[Task instructions]
Retype the whole of the data exactly.

[Items from a data source]
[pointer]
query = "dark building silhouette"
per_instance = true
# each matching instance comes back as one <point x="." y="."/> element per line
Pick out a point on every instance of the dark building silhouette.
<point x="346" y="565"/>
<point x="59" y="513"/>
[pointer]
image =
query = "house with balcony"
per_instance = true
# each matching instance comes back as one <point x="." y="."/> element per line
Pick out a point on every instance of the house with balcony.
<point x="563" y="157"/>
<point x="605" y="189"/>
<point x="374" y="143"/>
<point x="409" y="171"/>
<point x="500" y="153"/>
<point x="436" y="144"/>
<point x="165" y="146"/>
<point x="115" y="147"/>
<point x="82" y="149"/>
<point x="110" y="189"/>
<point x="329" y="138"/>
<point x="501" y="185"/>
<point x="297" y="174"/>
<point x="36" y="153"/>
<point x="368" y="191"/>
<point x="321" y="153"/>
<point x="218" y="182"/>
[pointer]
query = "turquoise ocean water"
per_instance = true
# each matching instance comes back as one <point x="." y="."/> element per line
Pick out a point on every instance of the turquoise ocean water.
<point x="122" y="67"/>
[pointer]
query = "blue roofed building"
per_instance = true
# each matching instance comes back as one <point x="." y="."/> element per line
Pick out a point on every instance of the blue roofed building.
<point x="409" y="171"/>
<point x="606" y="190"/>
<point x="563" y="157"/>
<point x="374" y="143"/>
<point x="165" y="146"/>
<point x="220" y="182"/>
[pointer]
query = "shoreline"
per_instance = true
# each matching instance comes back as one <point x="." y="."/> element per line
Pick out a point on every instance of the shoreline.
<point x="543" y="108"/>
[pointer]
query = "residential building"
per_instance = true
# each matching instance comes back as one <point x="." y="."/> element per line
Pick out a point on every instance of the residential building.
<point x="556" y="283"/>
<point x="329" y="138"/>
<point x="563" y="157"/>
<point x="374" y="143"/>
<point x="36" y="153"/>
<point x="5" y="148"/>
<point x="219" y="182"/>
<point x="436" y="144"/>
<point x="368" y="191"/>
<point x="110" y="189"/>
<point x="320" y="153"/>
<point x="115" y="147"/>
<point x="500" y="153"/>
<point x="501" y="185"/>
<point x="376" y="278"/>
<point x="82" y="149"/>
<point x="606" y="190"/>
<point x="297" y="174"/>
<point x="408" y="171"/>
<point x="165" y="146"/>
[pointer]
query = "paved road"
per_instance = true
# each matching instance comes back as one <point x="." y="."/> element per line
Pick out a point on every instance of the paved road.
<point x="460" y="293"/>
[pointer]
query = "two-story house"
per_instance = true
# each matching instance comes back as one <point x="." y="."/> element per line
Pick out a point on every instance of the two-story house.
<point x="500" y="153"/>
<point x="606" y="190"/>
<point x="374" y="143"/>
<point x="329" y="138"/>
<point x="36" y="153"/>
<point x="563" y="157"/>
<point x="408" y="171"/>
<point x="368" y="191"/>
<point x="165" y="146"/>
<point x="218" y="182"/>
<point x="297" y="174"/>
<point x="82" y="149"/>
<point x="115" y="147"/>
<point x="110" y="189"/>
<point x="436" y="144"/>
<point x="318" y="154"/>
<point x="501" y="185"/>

[Written reply]
[pointer]
query = "dark building silhouette"
per_instance = true
# each matching instance comes back as one <point x="." y="."/> element per line
Pick out a point on every instance of the dark building silhouette.
<point x="346" y="565"/>
<point x="59" y="513"/>
[pointer]
image =
query = "house with balcony"
per_instance = true
# each matching instance comes back as one <point x="." y="."/> element per line
Pick out a point on every instance of the house with balcony.
<point x="563" y="157"/>
<point x="605" y="189"/>
<point x="374" y="143"/>
<point x="409" y="171"/>
<point x="500" y="153"/>
<point x="436" y="144"/>
<point x="165" y="146"/>
<point x="115" y="147"/>
<point x="82" y="149"/>
<point x="110" y="189"/>
<point x="329" y="138"/>
<point x="501" y="185"/>
<point x="297" y="174"/>
<point x="36" y="153"/>
<point x="368" y="191"/>
<point x="321" y="153"/>
<point x="218" y="182"/>
[pointer]
query = "turquoise ocean water"
per_instance = true
# each matching instance comes back as one <point x="." y="."/> element per line
Pick out a point on every instance of the turquoise ocean water.
<point x="122" y="67"/>
[pointer]
query = "blue roofed building"
per_instance = true
# each matching instance comes back as one <point x="." y="."/> element per line
Pick out a point on every instance of the blue roofed building.
<point x="409" y="171"/>
<point x="606" y="190"/>
<point x="563" y="157"/>
<point x="374" y="143"/>
<point x="165" y="146"/>
<point x="220" y="182"/>
[pointer]
query = "shoreline"
per_instance = true
# each matching instance comes back as one <point x="." y="."/> element per line
Pick out a point on every instance of the shoreline.
<point x="543" y="108"/>
[pointer]
query = "residential building"
per_instance = true
# each matching instance comes back as one <point x="." y="."/> element per line
Pick out a point on every instance of the residential building.
<point x="556" y="283"/>
<point x="329" y="138"/>
<point x="563" y="157"/>
<point x="374" y="143"/>
<point x="36" y="153"/>
<point x="5" y="148"/>
<point x="219" y="182"/>
<point x="436" y="144"/>
<point x="368" y="191"/>
<point x="110" y="189"/>
<point x="320" y="153"/>
<point x="115" y="147"/>
<point x="500" y="153"/>
<point x="501" y="185"/>
<point x="376" y="278"/>
<point x="82" y="149"/>
<point x="606" y="190"/>
<point x="297" y="174"/>
<point x="408" y="171"/>
<point x="165" y="146"/>
[pointer]
query = "paved road"
per_instance = true
# each matching instance comes back as one <point x="." y="."/> element per line
Pick out a point on every instance of the paved road.
<point x="460" y="293"/>
[pointer]
query = "two-story house"
per_instance = true
# each matching instance comes back as one <point x="." y="."/> element per line
Pick out a point on every instance of the two-story house.
<point x="500" y="153"/>
<point x="606" y="190"/>
<point x="374" y="143"/>
<point x="329" y="138"/>
<point x="36" y="153"/>
<point x="563" y="157"/>
<point x="408" y="171"/>
<point x="368" y="191"/>
<point x="165" y="146"/>
<point x="218" y="182"/>
<point x="297" y="174"/>
<point x="82" y="149"/>
<point x="115" y="147"/>
<point x="110" y="189"/>
<point x="436" y="144"/>
<point x="318" y="154"/>
<point x="501" y="185"/>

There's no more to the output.